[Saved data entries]
=-=-=-=-=

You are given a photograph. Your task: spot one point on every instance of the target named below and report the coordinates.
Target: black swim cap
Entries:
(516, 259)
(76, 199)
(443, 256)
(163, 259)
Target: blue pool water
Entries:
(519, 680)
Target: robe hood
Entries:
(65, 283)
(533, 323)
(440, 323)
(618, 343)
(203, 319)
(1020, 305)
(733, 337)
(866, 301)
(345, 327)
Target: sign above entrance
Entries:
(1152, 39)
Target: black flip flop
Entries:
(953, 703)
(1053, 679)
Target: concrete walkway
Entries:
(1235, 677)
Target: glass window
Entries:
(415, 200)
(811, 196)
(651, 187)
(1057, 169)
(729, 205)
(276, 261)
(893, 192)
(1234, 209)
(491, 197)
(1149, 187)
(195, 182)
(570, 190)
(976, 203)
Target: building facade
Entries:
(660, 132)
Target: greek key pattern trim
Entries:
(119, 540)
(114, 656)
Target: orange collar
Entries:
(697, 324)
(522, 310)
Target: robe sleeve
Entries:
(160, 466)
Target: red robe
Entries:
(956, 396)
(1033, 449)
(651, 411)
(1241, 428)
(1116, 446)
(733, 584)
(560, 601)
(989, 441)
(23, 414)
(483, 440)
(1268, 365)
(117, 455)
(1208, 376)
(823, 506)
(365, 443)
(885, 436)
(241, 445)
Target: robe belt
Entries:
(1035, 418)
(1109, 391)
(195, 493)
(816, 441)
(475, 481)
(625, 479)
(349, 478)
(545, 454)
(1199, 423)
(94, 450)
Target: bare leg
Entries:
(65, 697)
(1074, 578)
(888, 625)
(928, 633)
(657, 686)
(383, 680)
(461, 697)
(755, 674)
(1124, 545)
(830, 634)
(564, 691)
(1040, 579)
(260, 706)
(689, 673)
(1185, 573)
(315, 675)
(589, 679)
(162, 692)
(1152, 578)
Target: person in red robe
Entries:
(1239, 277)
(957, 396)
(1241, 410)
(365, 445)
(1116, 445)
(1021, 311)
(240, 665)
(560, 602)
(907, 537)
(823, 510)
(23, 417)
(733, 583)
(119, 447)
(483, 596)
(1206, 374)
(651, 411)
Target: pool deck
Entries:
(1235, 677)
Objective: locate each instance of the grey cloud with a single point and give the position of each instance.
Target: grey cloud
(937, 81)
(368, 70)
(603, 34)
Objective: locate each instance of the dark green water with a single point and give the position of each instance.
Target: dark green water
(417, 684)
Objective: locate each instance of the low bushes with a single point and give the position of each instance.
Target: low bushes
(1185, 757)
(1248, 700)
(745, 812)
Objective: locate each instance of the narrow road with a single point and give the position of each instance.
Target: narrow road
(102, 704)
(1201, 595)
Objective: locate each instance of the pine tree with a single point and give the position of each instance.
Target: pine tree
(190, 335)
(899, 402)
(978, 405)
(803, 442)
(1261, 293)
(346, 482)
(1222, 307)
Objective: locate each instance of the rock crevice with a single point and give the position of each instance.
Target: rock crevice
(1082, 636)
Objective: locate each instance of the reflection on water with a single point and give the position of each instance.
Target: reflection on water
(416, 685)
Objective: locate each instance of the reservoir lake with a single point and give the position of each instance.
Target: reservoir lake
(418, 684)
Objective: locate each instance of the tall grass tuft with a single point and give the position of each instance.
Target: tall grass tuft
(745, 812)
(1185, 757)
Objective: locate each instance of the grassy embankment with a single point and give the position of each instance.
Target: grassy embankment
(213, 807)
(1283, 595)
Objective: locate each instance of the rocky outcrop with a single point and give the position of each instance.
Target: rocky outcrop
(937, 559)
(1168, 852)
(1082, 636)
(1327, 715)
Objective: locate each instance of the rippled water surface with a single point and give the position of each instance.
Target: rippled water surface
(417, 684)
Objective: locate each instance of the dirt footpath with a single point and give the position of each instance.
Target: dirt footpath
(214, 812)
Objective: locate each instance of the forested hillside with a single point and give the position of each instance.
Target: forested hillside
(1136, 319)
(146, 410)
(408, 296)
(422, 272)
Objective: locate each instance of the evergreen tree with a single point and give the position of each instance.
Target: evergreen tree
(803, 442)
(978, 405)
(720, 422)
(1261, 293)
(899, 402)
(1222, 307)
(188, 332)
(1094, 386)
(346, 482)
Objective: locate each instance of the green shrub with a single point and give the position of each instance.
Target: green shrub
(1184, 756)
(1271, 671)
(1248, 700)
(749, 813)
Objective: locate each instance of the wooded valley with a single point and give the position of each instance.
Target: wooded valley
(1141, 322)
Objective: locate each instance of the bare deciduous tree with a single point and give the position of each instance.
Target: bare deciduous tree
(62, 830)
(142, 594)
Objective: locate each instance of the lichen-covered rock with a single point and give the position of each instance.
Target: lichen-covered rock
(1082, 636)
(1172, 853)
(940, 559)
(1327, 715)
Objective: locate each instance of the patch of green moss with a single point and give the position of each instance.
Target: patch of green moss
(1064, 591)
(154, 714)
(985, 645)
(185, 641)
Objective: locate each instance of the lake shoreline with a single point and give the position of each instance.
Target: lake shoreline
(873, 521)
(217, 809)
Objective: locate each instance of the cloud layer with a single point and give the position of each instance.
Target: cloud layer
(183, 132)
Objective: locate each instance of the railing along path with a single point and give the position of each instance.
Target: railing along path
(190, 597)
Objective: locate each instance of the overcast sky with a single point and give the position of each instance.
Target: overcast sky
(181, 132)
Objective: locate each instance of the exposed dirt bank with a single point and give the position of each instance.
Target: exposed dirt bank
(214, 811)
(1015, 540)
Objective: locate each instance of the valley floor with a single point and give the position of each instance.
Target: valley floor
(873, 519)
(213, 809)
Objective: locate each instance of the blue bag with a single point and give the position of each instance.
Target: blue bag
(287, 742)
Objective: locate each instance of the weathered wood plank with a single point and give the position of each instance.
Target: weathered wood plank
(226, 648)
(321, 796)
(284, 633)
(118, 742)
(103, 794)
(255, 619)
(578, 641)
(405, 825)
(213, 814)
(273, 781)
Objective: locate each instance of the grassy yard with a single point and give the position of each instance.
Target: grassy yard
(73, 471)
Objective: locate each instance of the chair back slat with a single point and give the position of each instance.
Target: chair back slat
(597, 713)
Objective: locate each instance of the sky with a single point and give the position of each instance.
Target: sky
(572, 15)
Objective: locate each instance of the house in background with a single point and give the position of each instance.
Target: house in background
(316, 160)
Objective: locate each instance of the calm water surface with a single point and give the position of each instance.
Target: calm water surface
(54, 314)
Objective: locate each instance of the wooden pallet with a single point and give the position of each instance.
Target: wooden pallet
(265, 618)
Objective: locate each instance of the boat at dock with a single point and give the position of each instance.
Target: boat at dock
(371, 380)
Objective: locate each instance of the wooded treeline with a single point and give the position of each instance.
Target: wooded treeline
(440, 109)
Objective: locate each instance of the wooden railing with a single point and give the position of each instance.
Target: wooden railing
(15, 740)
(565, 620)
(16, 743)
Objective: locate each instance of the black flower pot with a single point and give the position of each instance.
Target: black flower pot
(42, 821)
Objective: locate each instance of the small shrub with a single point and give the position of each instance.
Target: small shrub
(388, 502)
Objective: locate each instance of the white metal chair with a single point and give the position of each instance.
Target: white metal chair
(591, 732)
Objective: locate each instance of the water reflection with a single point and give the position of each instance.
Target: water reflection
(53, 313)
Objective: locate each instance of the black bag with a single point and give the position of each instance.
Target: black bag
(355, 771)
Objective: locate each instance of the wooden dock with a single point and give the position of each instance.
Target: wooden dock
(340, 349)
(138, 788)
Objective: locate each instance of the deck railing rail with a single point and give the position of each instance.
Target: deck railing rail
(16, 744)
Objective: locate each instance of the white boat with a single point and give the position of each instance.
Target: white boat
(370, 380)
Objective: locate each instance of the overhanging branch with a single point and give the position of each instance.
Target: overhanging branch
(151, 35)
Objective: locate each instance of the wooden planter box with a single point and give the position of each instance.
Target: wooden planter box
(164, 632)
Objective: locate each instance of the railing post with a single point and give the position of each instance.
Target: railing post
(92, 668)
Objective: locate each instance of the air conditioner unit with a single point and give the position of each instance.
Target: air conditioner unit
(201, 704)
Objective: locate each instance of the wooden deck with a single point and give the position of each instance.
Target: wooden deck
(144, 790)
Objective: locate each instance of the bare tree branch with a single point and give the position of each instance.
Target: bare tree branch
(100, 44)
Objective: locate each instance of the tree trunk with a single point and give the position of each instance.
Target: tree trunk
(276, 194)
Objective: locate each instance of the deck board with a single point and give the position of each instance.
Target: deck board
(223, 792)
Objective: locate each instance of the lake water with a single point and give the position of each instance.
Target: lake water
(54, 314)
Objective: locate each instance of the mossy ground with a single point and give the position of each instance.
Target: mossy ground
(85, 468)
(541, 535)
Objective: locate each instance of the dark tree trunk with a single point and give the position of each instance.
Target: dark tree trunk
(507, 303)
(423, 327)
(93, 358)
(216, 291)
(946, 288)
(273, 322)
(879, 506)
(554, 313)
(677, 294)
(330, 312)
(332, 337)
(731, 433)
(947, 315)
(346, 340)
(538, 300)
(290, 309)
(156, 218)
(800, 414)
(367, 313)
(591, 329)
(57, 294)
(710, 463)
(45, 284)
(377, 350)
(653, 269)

=-=-=-=-=

— TO DO —
Give exactly the lines from the one with "Objective: locate each instance of the white boat" to the end of the entries, nothing before them.

— RESULT —
Objective: locate each instance of the white boat with a single point and give the position of each instance.
Target: white boat
(370, 380)
Objective: locate each instance of the overhanging branch with a single point and give the position of each instance.
Target: overhanging branch
(151, 35)
Objective: locate each instance of the wooden planter box with a single point and give the position of each instance.
Target: wooden planter box
(164, 632)
Objective: locate each instance of the railing post with a single point and give the position of each instance.
Target: railing post
(92, 668)
Objective: locate each instance of the air conditioner unit with a single point and give the position of each instance.
Target: air conditioner unit
(201, 704)
Objective: locate each instance of the wooden deck with a single point and give the position of each instance.
Target: wooden deck
(144, 790)
Objective: locate each instance of the bare tree branch with a single point and give the position of each instance.
Target: bare tree branch
(100, 44)
Objective: locate each instance of the tree trunk with a single point and give the position of each instance.
Target: tree trunk
(276, 194)
Objective: locate each instance of the deck board with a single point and give the position of each instance.
Target: deck board
(223, 792)
Objective: locate each instance of the lake water with a single point and give the position of each instance.
Target: lake water
(54, 314)
Objective: locate each instance of the mossy ground with a single point and give the position of each instance.
Target: mossy ground
(85, 468)
(541, 535)
Objective: locate each instance of the dark tree trunk with a single point and give the position of each instance.
Target: dark tree trunk
(507, 303)
(423, 327)
(93, 358)
(216, 291)
(946, 288)
(273, 322)
(879, 506)
(554, 313)
(677, 294)
(330, 312)
(332, 337)
(731, 433)
(947, 315)
(346, 340)
(538, 300)
(290, 309)
(156, 218)
(800, 414)
(367, 313)
(591, 329)
(57, 294)
(710, 463)
(45, 284)
(377, 350)
(653, 269)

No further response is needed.